=== Source records ===

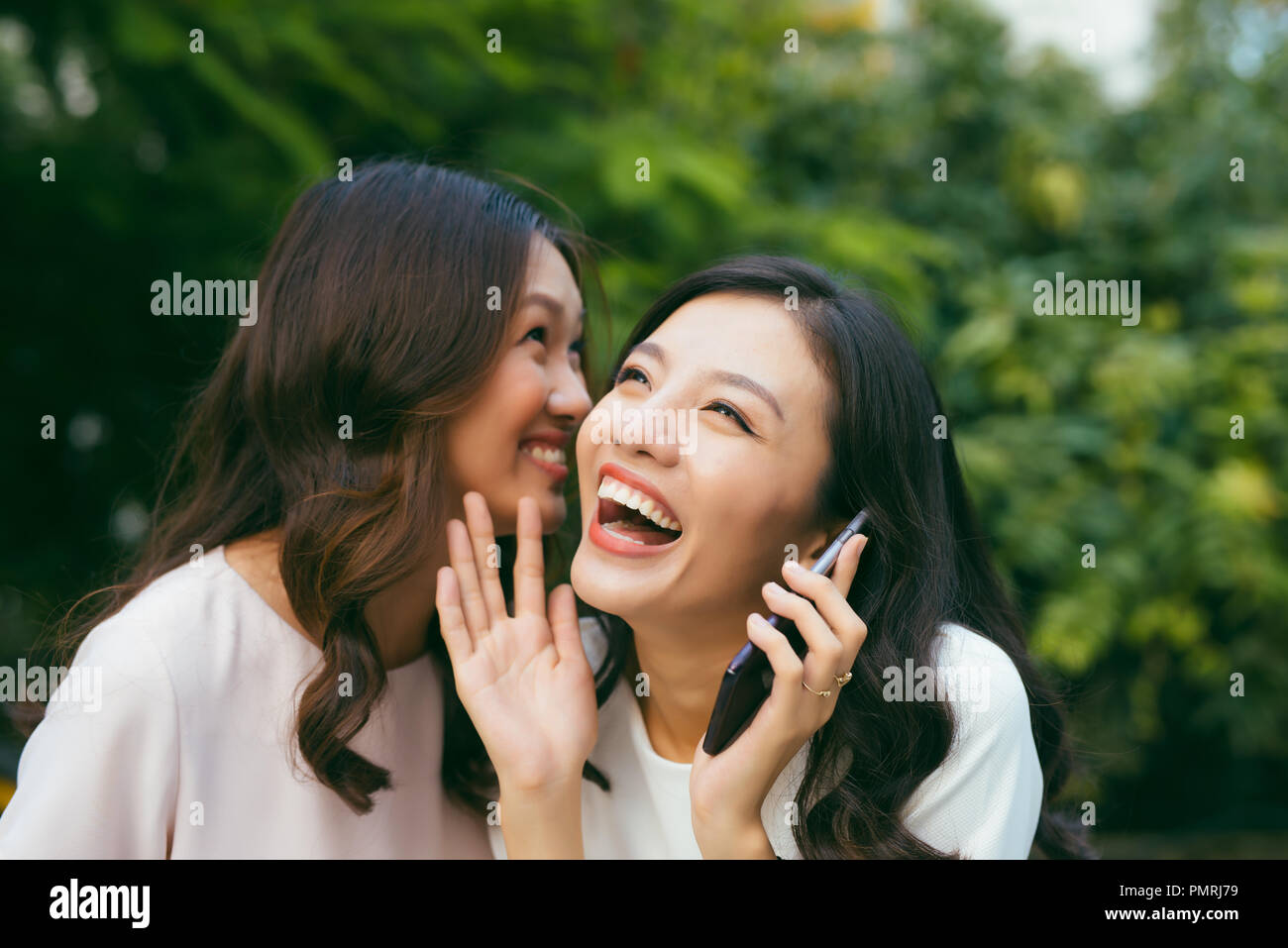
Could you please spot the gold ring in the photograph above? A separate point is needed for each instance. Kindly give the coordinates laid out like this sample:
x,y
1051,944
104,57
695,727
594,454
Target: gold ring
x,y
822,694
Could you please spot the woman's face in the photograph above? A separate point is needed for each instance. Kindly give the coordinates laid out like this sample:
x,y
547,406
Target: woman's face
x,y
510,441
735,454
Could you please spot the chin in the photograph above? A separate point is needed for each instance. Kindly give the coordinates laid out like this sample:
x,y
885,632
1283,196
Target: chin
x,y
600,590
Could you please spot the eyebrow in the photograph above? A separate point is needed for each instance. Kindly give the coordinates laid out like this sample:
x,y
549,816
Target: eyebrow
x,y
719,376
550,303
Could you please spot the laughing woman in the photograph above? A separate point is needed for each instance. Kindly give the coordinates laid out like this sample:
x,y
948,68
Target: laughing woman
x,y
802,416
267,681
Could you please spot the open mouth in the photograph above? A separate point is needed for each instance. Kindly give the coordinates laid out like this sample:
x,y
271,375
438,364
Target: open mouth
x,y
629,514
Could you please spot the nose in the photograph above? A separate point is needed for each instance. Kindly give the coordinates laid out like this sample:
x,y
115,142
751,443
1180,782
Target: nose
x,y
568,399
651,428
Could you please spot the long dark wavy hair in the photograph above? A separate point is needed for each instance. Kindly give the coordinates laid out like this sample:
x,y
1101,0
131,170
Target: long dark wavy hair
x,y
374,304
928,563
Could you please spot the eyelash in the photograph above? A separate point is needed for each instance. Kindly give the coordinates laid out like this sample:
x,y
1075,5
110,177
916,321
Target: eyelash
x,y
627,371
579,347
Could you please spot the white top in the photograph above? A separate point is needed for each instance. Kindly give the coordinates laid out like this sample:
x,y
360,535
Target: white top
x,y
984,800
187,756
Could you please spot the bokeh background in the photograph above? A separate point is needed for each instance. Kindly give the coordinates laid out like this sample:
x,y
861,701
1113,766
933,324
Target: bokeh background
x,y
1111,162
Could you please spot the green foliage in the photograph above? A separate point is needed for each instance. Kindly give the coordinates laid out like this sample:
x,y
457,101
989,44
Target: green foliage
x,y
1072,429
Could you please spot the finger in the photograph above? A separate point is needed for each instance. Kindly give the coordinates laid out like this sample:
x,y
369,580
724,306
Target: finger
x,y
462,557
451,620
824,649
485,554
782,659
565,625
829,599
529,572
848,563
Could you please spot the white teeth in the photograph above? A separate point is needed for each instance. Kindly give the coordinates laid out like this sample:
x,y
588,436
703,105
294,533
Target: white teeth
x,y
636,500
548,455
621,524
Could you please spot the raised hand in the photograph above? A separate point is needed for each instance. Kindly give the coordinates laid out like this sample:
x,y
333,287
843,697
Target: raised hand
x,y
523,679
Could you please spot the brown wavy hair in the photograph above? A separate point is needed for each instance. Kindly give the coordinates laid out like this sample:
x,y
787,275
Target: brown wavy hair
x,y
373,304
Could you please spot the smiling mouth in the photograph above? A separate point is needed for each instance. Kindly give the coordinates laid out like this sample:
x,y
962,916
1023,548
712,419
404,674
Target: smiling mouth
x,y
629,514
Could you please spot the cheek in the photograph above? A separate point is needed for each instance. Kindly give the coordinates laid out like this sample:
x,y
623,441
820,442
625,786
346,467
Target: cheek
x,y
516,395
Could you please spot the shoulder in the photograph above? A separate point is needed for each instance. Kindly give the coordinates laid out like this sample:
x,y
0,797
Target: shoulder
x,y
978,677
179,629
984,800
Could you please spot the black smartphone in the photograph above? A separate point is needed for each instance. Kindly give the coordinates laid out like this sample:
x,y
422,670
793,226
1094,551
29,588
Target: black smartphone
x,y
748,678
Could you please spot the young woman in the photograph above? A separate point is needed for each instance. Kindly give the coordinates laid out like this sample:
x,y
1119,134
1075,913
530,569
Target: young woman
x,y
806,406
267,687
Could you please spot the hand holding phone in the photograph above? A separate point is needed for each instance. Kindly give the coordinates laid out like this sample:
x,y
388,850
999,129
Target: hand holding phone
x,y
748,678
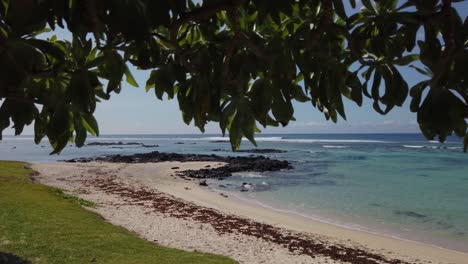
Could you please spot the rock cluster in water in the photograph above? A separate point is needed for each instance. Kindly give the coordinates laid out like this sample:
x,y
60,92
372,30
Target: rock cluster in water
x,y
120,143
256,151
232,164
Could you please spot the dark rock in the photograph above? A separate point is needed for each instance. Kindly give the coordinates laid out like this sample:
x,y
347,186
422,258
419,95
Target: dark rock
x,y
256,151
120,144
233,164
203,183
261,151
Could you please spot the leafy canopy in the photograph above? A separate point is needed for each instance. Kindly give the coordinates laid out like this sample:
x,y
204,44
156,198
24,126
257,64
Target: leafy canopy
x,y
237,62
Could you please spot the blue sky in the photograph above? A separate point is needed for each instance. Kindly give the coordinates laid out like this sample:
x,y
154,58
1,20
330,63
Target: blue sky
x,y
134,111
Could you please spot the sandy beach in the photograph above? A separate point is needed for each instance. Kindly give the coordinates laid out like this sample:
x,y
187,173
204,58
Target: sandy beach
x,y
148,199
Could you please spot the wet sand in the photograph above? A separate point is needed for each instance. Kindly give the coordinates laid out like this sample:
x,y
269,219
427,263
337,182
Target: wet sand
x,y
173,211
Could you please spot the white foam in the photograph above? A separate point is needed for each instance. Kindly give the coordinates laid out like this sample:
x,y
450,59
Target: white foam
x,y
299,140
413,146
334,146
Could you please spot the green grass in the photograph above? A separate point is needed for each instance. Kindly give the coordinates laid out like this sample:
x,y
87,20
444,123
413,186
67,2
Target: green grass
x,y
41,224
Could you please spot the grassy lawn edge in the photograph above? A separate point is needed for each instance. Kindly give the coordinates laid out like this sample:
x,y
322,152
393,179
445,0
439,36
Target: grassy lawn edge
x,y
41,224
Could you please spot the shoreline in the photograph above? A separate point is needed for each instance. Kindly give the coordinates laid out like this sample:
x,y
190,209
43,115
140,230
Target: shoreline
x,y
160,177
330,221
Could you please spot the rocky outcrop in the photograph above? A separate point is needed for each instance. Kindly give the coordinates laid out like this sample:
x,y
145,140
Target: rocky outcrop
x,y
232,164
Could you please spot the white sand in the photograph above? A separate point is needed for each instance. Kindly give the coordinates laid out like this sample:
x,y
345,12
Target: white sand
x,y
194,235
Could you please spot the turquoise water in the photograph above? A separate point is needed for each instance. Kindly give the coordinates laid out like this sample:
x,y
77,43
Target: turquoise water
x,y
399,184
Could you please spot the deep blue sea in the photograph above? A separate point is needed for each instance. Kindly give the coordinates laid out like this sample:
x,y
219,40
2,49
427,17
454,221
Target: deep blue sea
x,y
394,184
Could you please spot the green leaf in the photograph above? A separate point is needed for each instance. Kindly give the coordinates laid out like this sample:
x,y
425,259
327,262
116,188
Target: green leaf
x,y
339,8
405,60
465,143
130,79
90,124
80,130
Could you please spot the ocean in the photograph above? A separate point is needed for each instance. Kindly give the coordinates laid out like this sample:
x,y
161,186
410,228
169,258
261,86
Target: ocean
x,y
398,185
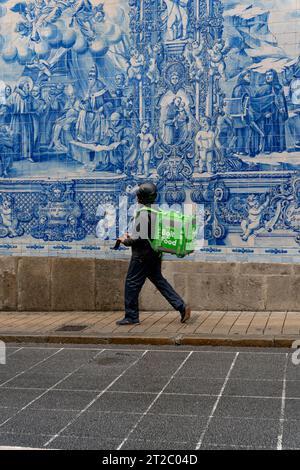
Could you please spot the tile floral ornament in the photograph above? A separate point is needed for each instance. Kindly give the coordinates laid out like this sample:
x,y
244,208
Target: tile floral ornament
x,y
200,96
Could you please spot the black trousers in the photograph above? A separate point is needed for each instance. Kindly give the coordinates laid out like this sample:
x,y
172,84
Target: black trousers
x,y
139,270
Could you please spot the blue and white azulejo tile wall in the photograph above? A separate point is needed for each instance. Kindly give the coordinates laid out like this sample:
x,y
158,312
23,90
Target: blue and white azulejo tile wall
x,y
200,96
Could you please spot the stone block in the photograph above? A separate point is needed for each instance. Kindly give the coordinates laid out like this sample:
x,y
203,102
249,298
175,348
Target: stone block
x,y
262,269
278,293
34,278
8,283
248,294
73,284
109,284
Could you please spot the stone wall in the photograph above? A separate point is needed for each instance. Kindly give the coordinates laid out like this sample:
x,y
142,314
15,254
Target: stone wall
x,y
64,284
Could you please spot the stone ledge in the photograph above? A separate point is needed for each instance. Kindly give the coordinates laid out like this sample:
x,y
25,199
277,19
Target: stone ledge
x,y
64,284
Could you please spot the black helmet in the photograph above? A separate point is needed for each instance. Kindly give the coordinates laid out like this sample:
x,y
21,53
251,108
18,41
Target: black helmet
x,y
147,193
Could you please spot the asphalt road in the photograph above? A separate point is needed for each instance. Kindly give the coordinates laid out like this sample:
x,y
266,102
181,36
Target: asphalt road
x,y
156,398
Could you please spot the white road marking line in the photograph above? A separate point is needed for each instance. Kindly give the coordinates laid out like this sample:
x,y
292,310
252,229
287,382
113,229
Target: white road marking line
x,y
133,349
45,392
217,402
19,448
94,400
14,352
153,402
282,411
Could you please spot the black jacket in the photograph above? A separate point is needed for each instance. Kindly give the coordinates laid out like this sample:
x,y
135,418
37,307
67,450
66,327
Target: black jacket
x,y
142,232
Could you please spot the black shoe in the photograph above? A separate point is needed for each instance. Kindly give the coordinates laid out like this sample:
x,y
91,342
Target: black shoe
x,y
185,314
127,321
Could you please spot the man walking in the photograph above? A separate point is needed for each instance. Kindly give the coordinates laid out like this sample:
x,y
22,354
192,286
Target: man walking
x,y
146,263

===

◆ Goal of the exercise:
Copy out the records word for word, from the line containing "Could you please spot the man" through the end of the records.

◆ Task result:
Could you please spot the man walking in the photograph above? A separate point is needed for each instance. Kindly give the coordinates laid out like this sample:
x,y
22,354
192,286
Target: man walking
x,y
146,263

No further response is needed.